_AIM OF THE EXERCISE_
Repeat the lines from the start of the Records through the line containing "Trace the outline", including that line.

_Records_
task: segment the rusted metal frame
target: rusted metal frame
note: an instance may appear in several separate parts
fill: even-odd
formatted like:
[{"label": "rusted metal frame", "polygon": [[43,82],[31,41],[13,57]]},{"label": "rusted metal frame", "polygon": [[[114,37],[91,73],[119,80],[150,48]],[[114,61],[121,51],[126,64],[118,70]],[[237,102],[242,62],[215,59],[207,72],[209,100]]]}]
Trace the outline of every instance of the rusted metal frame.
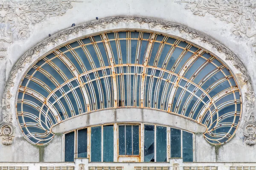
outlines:
[{"label": "rusted metal frame", "polygon": [[[50,109],[52,111],[52,113],[54,114],[54,116],[53,116],[53,117],[54,117],[55,119],[55,121],[57,122],[59,122],[58,121],[58,119],[57,119],[56,116],[58,115],[58,113],[57,113],[57,112],[55,111],[55,110],[54,109],[53,109],[53,108],[52,108],[52,107],[51,106],[51,105],[48,103],[48,102],[47,101],[46,101],[45,100],[45,99],[42,96],[42,95],[40,95],[39,94],[38,94],[38,93],[32,90],[32,89],[30,89],[29,88],[20,88],[20,89],[19,89],[20,91],[24,91],[23,94],[25,94],[25,93],[27,93],[28,94],[29,94],[30,95],[31,95],[32,96],[34,96],[35,97],[37,97],[37,98],[38,98],[38,99],[39,100],[39,101],[40,101],[42,103],[43,103],[42,106],[41,107],[41,110],[40,110],[40,111],[39,112],[39,119],[41,119],[41,110],[42,110],[42,108],[43,108],[43,107],[44,106],[44,105],[45,105],[49,109]],[[22,104],[23,103],[23,101],[24,100],[23,97],[23,99],[22,100],[22,102],[21,103]],[[21,110],[21,111],[22,111],[22,113],[23,112],[23,107],[22,106],[22,110]],[[46,119],[45,120],[46,121],[47,120],[47,119],[46,118],[46,117],[47,117],[47,113],[46,113],[46,115],[45,115],[46,116]],[[49,118],[49,119],[50,119],[50,120],[51,120],[51,121],[52,121],[52,120],[51,120],[51,119],[50,118]],[[23,122],[25,122],[25,121],[24,121],[24,120],[23,120]],[[41,126],[42,126],[42,125],[41,124],[41,121],[40,122],[40,125]],[[46,122],[45,122],[45,124],[47,125],[47,123]],[[48,127],[48,125],[47,125],[47,127],[48,128],[49,128]]]},{"label": "rusted metal frame", "polygon": [[[237,89],[236,90],[237,90]],[[220,96],[219,99],[220,99],[221,98],[222,98],[222,97],[224,97],[225,96],[226,96],[227,95],[229,95],[229,94],[230,94],[231,93],[233,93],[233,92],[234,92],[234,91],[231,91],[230,92],[230,93],[229,93],[228,94],[226,94],[225,92],[225,93],[223,93],[223,94],[224,94],[224,95],[223,95],[221,96]],[[225,102],[223,103],[222,105],[218,106],[218,107],[217,108],[217,109],[218,110],[221,110],[222,108],[224,108],[225,107],[227,107],[227,106],[230,105],[233,105],[233,104],[234,104],[234,101],[229,101]],[[235,103],[235,105],[236,105],[236,103]],[[236,114],[235,114],[235,116],[234,116],[234,120],[233,120],[233,124],[234,124],[234,121],[235,121],[235,119],[236,119],[236,110],[234,110],[234,111],[235,111]],[[213,112],[213,115],[214,114],[215,114],[215,113],[217,113],[217,111],[216,110],[215,110],[215,111],[214,111]],[[213,122],[216,122],[217,120],[215,120]],[[211,124],[210,125],[211,125],[212,124]],[[218,126],[218,125],[218,125],[218,122],[217,122],[217,124],[216,124],[216,125],[215,126],[215,127],[214,127],[214,128],[212,128],[212,129],[211,129],[210,130],[209,130],[209,131],[210,132],[210,131],[212,131],[212,130],[213,130],[213,129],[215,129],[216,127],[217,126]],[[232,125],[232,126],[233,126],[233,125]],[[231,131],[231,129],[227,133],[229,133],[230,132],[230,131]]]},{"label": "rusted metal frame", "polygon": [[[158,34],[156,34],[156,37],[157,37]],[[166,42],[166,41],[167,40],[167,39],[168,39],[168,37],[166,36],[165,36],[163,40],[163,41],[161,42],[160,42],[160,45],[159,45],[159,47],[158,48],[158,49],[157,50],[157,54],[156,54],[156,56],[154,58],[154,65],[153,66],[154,67],[157,67],[157,65],[158,64],[158,62],[159,62],[159,59],[160,58],[160,57],[161,57],[161,55],[162,54],[162,52],[163,52],[163,48],[165,46],[165,43]],[[156,42],[154,41],[155,42]],[[151,57],[154,58],[154,57],[153,56],[151,56]],[[149,60],[149,59],[148,59]]]},{"label": "rusted metal frame", "polygon": [[[92,44],[92,43],[90,44]],[[87,45],[89,45],[87,44],[84,45],[83,45],[81,47],[81,48],[83,50],[83,51],[84,51],[84,55],[85,55],[86,57],[87,57],[87,59],[90,62],[90,64],[91,65],[91,67],[92,68],[92,70],[94,70],[97,68],[94,64],[94,62],[93,61],[93,60],[92,56],[90,55],[90,52],[87,49],[87,47],[86,47]],[[87,70],[87,71],[88,71]]]},{"label": "rusted metal frame", "polygon": [[[35,74],[35,72],[36,72],[37,71],[40,71],[40,70],[41,70],[41,71],[44,71],[44,70],[43,70],[43,69],[39,69],[39,67],[38,67],[37,66],[35,66],[35,67],[36,67],[37,68],[36,68],[36,70],[35,70],[35,71],[34,72],[34,73],[33,73],[33,74],[32,74],[31,75],[31,76],[30,76],[30,78],[28,80],[28,82],[27,82],[27,83],[26,83],[26,86],[25,86],[25,87],[24,88],[24,90],[23,90],[23,91],[24,91],[24,92],[23,93],[23,96],[22,96],[22,100],[23,100],[23,98],[24,98],[24,95],[25,95],[25,91],[27,91],[27,90],[26,90],[26,88],[27,88],[26,87],[26,86],[27,86],[29,84],[29,82],[30,82],[30,79],[31,79],[31,78],[32,78],[32,77],[33,76],[33,75],[34,75],[34,74]],[[47,72],[46,71],[45,71],[45,72],[46,72],[46,73],[47,73]],[[44,73],[43,73],[43,74],[44,74]],[[48,76],[48,77],[49,77],[49,76]],[[55,81],[55,82],[57,82],[57,81]],[[55,83],[54,83],[54,82],[53,82],[53,83],[54,83],[54,84],[55,84]],[[58,84],[58,83],[57,83]],[[32,90],[32,89],[31,89],[31,90],[32,90],[32,91],[33,91],[33,93],[31,93],[31,94],[32,94],[32,93],[35,93],[35,91],[34,91]],[[40,96],[40,95],[38,95],[38,96]],[[42,105],[42,107],[41,107],[41,110],[43,109],[43,107],[44,107],[44,102],[43,102],[43,103],[44,103],[44,104],[43,104],[43,105]],[[23,112],[23,104],[22,104],[22,103],[21,103],[21,110],[22,110],[21,111],[22,111],[22,112]],[[48,106],[48,108],[49,108],[49,106]],[[54,114],[55,114],[55,112],[53,112],[53,113],[54,113]],[[39,119],[41,119],[41,112],[40,112],[39,113]],[[57,115],[58,115],[58,114],[57,114]],[[23,119],[23,122],[25,122],[25,121],[24,121],[24,117],[23,117],[23,115],[22,115],[22,119]],[[46,115],[46,117],[47,117],[47,114]],[[55,116],[54,116],[54,117],[55,117]],[[46,124],[47,125],[47,123],[46,123],[46,121],[47,121],[47,119],[46,119]],[[57,122],[58,122],[58,120],[57,120]],[[41,121],[40,121],[40,125],[41,125],[41,126],[42,126],[42,125],[41,124]],[[48,126],[47,126],[48,127]],[[49,127],[48,127],[48,128],[49,128]],[[28,131],[28,131],[29,131],[29,130],[28,130],[28,129],[27,129],[27,128],[26,128],[26,129],[27,131]],[[29,132],[29,133],[30,133],[30,132]]]},{"label": "rusted metal frame", "polygon": [[114,63],[113,63],[113,58],[112,55],[112,50],[111,49],[111,45],[109,44],[109,40],[107,39],[107,37],[105,34],[102,34],[102,36],[104,40],[104,42],[106,47],[107,48],[107,56],[109,57],[109,60],[110,61],[110,64],[111,65],[111,69],[112,71],[112,76],[113,76],[113,91],[114,92],[114,108],[116,108],[117,107],[117,81],[116,81],[116,76],[115,75],[116,73],[115,71],[115,69],[114,68]]},{"label": "rusted metal frame", "polygon": [[[156,34],[152,33],[150,34],[150,40],[148,42],[146,54],[144,57],[144,61],[143,63],[143,67],[142,72],[142,76],[141,78],[141,82],[140,84],[140,107],[143,108],[143,102],[144,100],[144,89],[145,86],[145,77],[146,76],[146,71],[147,70],[148,63],[149,60],[149,57],[152,52],[152,48],[154,42],[154,40],[156,38]],[[148,98],[148,99],[149,99]]]},{"label": "rusted metal frame", "polygon": [[[59,50],[56,50],[55,51],[55,52],[56,53],[56,54],[58,55],[58,58],[60,59],[60,60],[61,60],[61,61],[62,62],[63,62],[63,63],[67,66],[67,67],[68,68],[68,69],[70,70],[70,72],[73,74],[73,76],[74,76],[74,77],[78,77],[79,75],[79,73],[78,71],[77,71],[77,70],[76,69],[76,67],[75,67],[74,65],[73,65],[72,64],[73,63],[69,60],[69,59],[68,59],[68,58],[67,56],[66,56],[66,55],[64,54],[63,53],[62,54],[61,53],[61,52],[59,51]],[[61,73],[62,73],[62,72],[61,71]],[[63,73],[63,74],[64,74]],[[67,78],[67,79],[64,79],[64,80],[65,80],[66,82],[68,81],[68,80],[69,80]],[[70,85],[68,85],[68,83],[71,82],[70,82],[70,81],[69,81],[69,82],[67,83],[67,85],[68,85],[68,86],[69,87],[70,89],[70,91],[72,91],[72,90],[71,89],[71,88],[70,87]],[[71,101],[70,101],[70,99],[69,99],[69,97],[68,97],[68,96],[67,95],[68,93],[65,93],[65,92],[64,91],[64,90],[62,89],[62,87],[63,86],[64,86],[64,85],[61,86],[61,87],[58,88],[59,90],[60,90],[61,92],[63,94],[62,96],[63,96],[64,97],[64,99],[65,99],[66,102],[69,108],[70,111],[70,113],[71,114],[71,115],[72,116],[74,116],[75,115],[75,114],[74,114],[74,113],[73,113],[73,111],[74,111],[73,110],[75,110],[74,108],[73,107],[73,104],[72,104],[72,102],[71,102]],[[72,94],[73,96],[73,97],[76,98],[75,95],[74,95],[74,94],[73,93],[72,93]],[[59,98],[58,100],[59,100],[60,102],[61,103],[62,105],[63,105],[62,102],[61,102],[60,101],[61,98],[61,97]],[[76,101],[76,102],[77,102],[77,101]],[[78,106],[78,104],[77,103],[76,103],[76,104]],[[67,110],[66,110],[66,109],[64,107],[63,107],[63,108],[64,108],[64,109],[65,109],[65,113],[64,113],[64,115],[66,115],[66,116],[67,116],[66,119],[67,119],[68,118],[68,115],[67,113]]]},{"label": "rusted metal frame", "polygon": [[[73,96],[76,97],[75,99],[76,99],[76,103],[77,106],[78,107],[78,108],[79,109],[79,114],[82,113],[83,112],[82,111],[82,103],[81,102],[81,101],[80,101],[80,98],[78,96],[76,91],[75,90],[73,89],[74,87],[73,87],[72,84],[70,83],[69,83],[69,85],[70,85],[70,90],[71,90],[71,92],[72,93]],[[72,88],[72,89],[71,89],[71,88]],[[75,115],[76,115],[76,114],[75,114]]]},{"label": "rusted metal frame", "polygon": [[155,108],[157,108],[157,106],[158,105],[158,103],[160,102],[160,108],[159,108],[159,109],[161,109],[161,101],[159,101],[159,99],[162,99],[162,97],[163,96],[163,94],[162,94],[162,96],[159,96],[159,94],[160,94],[160,86],[162,85],[162,83],[163,83],[163,81],[162,81],[162,78],[163,78],[163,74],[164,74],[164,72],[163,71],[160,71],[160,73],[159,74],[159,77],[158,77],[158,78],[157,79],[157,83],[156,84],[156,86],[155,87],[155,89],[154,89],[154,106],[155,106]]},{"label": "rusted metal frame", "polygon": [[[152,108],[154,108],[154,104],[153,105],[151,105],[151,102],[152,102],[152,96],[153,95],[152,91],[153,90],[154,87],[153,87],[153,85],[154,85],[154,77],[153,76],[153,75],[154,75],[155,73],[156,72],[156,70],[154,69],[152,70],[152,71],[151,71],[151,76],[146,74],[146,76],[147,77],[149,77],[149,80],[148,82],[148,86],[146,87],[147,88],[145,88],[145,93],[147,94],[148,99],[148,107]],[[145,86],[145,84],[144,84],[144,85]],[[154,102],[154,100],[153,100]]]},{"label": "rusted metal frame", "polygon": [[[29,76],[28,75],[26,75],[25,78],[28,79],[30,79],[30,81],[34,82],[35,83],[40,85],[42,87],[42,88],[44,88],[44,89],[46,91],[47,91],[49,94],[51,93],[51,92],[52,91],[51,88],[46,84],[44,83],[44,82],[41,81],[39,79],[38,79],[35,77],[31,77],[30,76]],[[20,85],[20,87],[22,86]],[[25,86],[23,87],[25,87]]]},{"label": "rusted metal frame", "polygon": [[[82,43],[82,42],[81,40],[78,40],[77,42],[79,44],[80,44],[80,45],[81,43]],[[83,71],[83,72],[86,72],[86,70],[85,68],[85,65],[84,64],[84,63],[82,61],[79,56],[77,54],[77,53],[76,53],[76,52],[75,49],[73,48],[70,46],[70,44],[67,44],[66,45],[66,47],[67,47],[69,50],[70,52],[74,57],[74,58],[75,58],[75,59],[76,60],[78,64],[79,65],[79,66],[80,67],[80,68],[81,68],[82,70]],[[66,56],[66,55],[64,53],[63,53],[63,54]],[[75,65],[74,65],[74,67],[76,67],[75,66]],[[79,71],[78,71],[78,72],[79,72]]]},{"label": "rusted metal frame", "polygon": [[[103,39],[103,38],[102,35],[100,35],[100,36],[101,36],[101,37],[102,37],[102,39]],[[98,59],[100,61],[100,65],[101,65],[101,68],[105,67],[105,63],[104,62],[104,60],[102,58],[102,55],[100,52],[100,51],[99,50],[99,47],[98,46],[97,42],[95,42],[95,43],[93,44],[93,47],[94,48],[94,50],[96,52],[96,54],[98,57]],[[102,43],[103,43],[103,42],[102,42]],[[98,74],[97,71],[95,71],[93,72],[94,76],[96,77],[99,77],[99,75]],[[104,98],[103,97],[104,95],[103,95],[103,92],[102,92],[103,91],[102,86],[101,85],[101,83],[99,82],[99,79],[97,79],[96,80],[96,81],[97,82],[97,86],[98,88],[98,90],[99,91],[99,98],[100,99],[100,108],[104,108],[104,103],[105,103]]]},{"label": "rusted metal frame", "polygon": [[[168,53],[165,58],[164,61],[163,63],[163,65],[162,66],[162,69],[164,69],[164,70],[166,69],[166,67],[167,66],[167,64],[169,62],[169,61],[170,61],[170,59],[172,57],[172,56],[173,52],[175,51],[177,44],[180,42],[180,40],[177,40],[174,42],[174,44],[170,45],[172,45],[172,47],[170,48],[170,49],[169,50],[169,51],[168,51]],[[166,44],[168,44],[166,42]]]},{"label": "rusted metal frame", "polygon": [[[180,41],[179,42],[179,44],[180,43]],[[179,64],[180,64],[184,57],[186,55],[186,54],[187,52],[189,51],[189,50],[191,48],[191,47],[192,47],[192,45],[189,44],[188,44],[187,45],[187,46],[185,48],[180,48],[180,47],[179,46],[178,44],[177,45],[177,48],[178,48],[181,49],[183,48],[183,51],[182,51],[180,54],[179,57],[177,58],[177,60],[175,61],[175,62],[173,64],[173,66],[171,71],[172,72],[173,72],[174,73],[175,72],[175,71],[177,69],[177,66],[179,65]],[[195,52],[193,52],[193,53],[194,54]]]}]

_PROBLEM SOLUTION_
task: segment the rusted metal frame
target: rusted metal frame
note: an instance may appear in several separate parts
fill: even-odd
formatted like:
[{"label": "rusted metal frame", "polygon": [[43,82],[31,41],[13,57]]},{"label": "rusted metal frame", "polygon": [[[114,37],[91,73],[119,80],[150,48]],[[114,61],[121,51],[126,64],[118,70]],[[237,102],[242,62],[215,59],[207,72],[209,100]]]}]
Trace the outline of every instance of the rusted metal frame.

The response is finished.